# EXTRACT PROVIDED:
* * * *

История

Gustavo Rosa bf22f26fc1 chore(scripts): Adds fine-tune option to DeepSpeed training script.		2023-04-04 15:59:42 -03:00
..
deepspeed	chore(scripts): Adds fine-tune option to DeepSpeed training script.	2023-04-04 15:59:42 -03:00
hf	fix(scripts): Improves evaluation with DeepSpeed trainer.	2023-03-28 13:45:55 -03:00
nvidia	chore(scripts): Improves training-related scripts.	2023-03-17 14:53:54 -03:00
README.md	chore(scripts): Adds fine-tune option to DeepSpeed training script.	2023-04-04 15:59:42 -03:00

README.md

Training Models with Archai

This folder contains the necessary files and instructions to train models using Archai.

Installation

Before you can start training models, you need to install Archai. To do so, you can follow these instructions:

Open your terminal and run the following command:

pip install --user git+https://github.com/microsoft/archai.git#egg=archai[dev]

If you plan to use DeepSpeed and Flash-Attention, run this command instead:

pip install --user git+https://github.com/microsoft/archai.git#egg=archai[dev,deepspeed,flash-attn]

Please note that DeepSpeed is not compatible with Windows.

Alternatively, you can use Docker to build a Docker image with Archai and all the necessary dependencies. Simply follow the instructions in the Dockerfile.

Data Preparation

To prepare the data, you can use the FastHfDatasetProvider class to load and encode datasets from the Hugging Face Hub. This is recommended as it offers a faster way to load and encode datasets. Here is an example code:

dataset_provider = FastHfDatasetProvider.from_hub(
    "wikitext",
    dataset_config_name="wikitext-103-raw-v1",
    tokenizer_name="Salesforce/codegen-350M-mono",
    cache_dir="wikitext_cache",
)
train_dataset = dataset_provider.get_train_dataset(seq_len=2048)
eval_dataset = dataset_provider.get_val_dataset(seq_len=2048)

* * * *

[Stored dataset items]
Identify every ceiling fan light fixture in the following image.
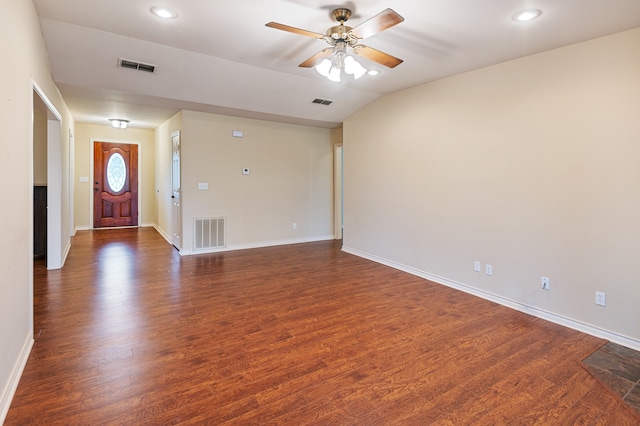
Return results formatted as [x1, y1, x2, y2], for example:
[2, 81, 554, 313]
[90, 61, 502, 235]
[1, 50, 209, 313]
[149, 6, 178, 19]
[511, 9, 542, 22]
[109, 118, 129, 129]
[344, 56, 367, 80]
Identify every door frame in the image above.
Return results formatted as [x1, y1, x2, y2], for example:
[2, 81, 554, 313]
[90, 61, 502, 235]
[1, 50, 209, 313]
[89, 138, 143, 229]
[29, 81, 64, 275]
[333, 143, 344, 240]
[171, 130, 183, 252]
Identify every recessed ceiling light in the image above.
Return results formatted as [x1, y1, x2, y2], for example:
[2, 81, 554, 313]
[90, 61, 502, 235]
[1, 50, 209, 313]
[512, 9, 542, 22]
[151, 6, 178, 19]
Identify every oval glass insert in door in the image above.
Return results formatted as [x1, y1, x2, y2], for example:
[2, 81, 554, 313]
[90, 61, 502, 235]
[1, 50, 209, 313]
[107, 152, 127, 192]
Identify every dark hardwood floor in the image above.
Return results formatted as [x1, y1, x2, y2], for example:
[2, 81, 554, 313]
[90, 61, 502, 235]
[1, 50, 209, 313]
[6, 228, 640, 425]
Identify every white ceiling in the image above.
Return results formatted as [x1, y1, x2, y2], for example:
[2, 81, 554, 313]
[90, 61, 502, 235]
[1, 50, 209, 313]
[34, 0, 640, 128]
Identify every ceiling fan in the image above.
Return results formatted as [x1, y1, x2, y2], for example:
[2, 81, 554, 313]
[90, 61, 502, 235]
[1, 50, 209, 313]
[266, 8, 404, 81]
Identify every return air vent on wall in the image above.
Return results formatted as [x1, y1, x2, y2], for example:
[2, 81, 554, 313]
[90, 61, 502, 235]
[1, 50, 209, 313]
[312, 98, 333, 105]
[193, 217, 226, 250]
[118, 58, 156, 73]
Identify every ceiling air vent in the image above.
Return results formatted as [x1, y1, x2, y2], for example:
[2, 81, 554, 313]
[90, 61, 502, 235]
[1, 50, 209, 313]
[118, 58, 156, 73]
[312, 98, 333, 105]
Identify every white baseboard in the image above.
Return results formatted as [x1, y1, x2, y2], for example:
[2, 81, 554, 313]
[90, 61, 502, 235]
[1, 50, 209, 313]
[180, 235, 334, 256]
[152, 224, 173, 244]
[342, 247, 640, 351]
[0, 333, 33, 424]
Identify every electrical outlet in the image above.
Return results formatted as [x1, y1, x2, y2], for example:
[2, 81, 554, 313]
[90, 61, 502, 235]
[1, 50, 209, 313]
[540, 277, 549, 290]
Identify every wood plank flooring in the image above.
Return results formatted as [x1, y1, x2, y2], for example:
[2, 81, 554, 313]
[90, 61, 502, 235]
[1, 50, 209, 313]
[6, 228, 639, 425]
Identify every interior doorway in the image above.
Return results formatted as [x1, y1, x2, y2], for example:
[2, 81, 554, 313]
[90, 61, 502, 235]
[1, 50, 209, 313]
[31, 82, 67, 269]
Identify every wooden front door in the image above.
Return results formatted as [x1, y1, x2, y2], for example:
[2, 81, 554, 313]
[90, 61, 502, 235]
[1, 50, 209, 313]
[93, 142, 138, 228]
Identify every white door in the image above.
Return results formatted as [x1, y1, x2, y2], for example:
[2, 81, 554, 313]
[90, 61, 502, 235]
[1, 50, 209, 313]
[171, 131, 182, 250]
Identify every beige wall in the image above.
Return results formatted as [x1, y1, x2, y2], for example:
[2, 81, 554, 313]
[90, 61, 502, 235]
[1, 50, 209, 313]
[344, 29, 640, 347]
[0, 1, 73, 423]
[181, 111, 333, 253]
[74, 123, 156, 229]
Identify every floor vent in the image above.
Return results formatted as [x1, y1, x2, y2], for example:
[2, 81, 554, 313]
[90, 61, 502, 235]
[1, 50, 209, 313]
[193, 217, 225, 250]
[118, 58, 156, 73]
[311, 98, 333, 105]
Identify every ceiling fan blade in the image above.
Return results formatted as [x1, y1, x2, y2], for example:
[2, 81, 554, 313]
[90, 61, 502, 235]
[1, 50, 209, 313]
[353, 44, 402, 68]
[265, 22, 324, 39]
[298, 47, 333, 68]
[349, 9, 404, 39]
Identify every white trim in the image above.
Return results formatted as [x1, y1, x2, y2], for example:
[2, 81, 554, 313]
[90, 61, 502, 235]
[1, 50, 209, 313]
[0, 332, 34, 424]
[90, 138, 142, 229]
[152, 223, 173, 244]
[31, 79, 62, 121]
[342, 247, 640, 351]
[180, 235, 335, 256]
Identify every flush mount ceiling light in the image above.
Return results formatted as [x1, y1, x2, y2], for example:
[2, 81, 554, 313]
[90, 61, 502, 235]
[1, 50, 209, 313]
[511, 9, 542, 22]
[266, 8, 404, 82]
[109, 118, 129, 129]
[150, 6, 178, 19]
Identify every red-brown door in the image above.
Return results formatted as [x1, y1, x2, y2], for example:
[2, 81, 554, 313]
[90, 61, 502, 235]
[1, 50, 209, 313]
[93, 142, 138, 228]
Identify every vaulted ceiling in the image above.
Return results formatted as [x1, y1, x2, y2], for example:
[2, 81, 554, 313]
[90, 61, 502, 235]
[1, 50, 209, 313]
[34, 0, 640, 128]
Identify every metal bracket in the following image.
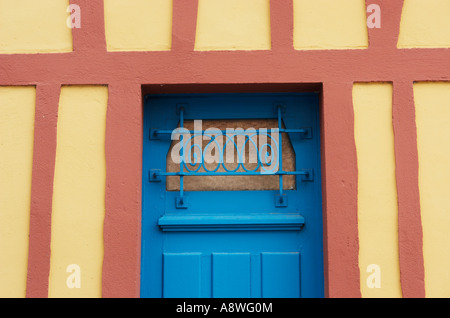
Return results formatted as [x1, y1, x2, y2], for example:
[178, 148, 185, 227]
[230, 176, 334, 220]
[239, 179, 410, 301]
[176, 103, 189, 116]
[175, 196, 188, 209]
[300, 169, 314, 182]
[301, 127, 312, 139]
[148, 169, 161, 182]
[273, 102, 286, 114]
[275, 193, 288, 208]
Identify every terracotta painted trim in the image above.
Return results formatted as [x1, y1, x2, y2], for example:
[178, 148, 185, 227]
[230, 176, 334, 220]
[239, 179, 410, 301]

* * * *

# YOUR INSTRUCTIONS:
Write out the part of the Archai training README word for word, starting at "Open your terminal" and ending at "in the Dockerfile.".

# FINISHED EXERCISE:
Open your terminal and run the following command:

pip install --user git+https://github.com/microsoft/archai.git#egg=archai[dev]

If you plan to use DeepSpeed and Flash-Attention, run this command instead:

pip install --user git+https://github.com/microsoft/archai.git#egg=archai[dev,deepspeed,flash-attn]

Please note that DeepSpeed is not compatible with Windows.

Alternatively, you can use Docker to build a Docker image with Archai and all the necessary dependencies. Simply follow the instructions in the Dockerfile.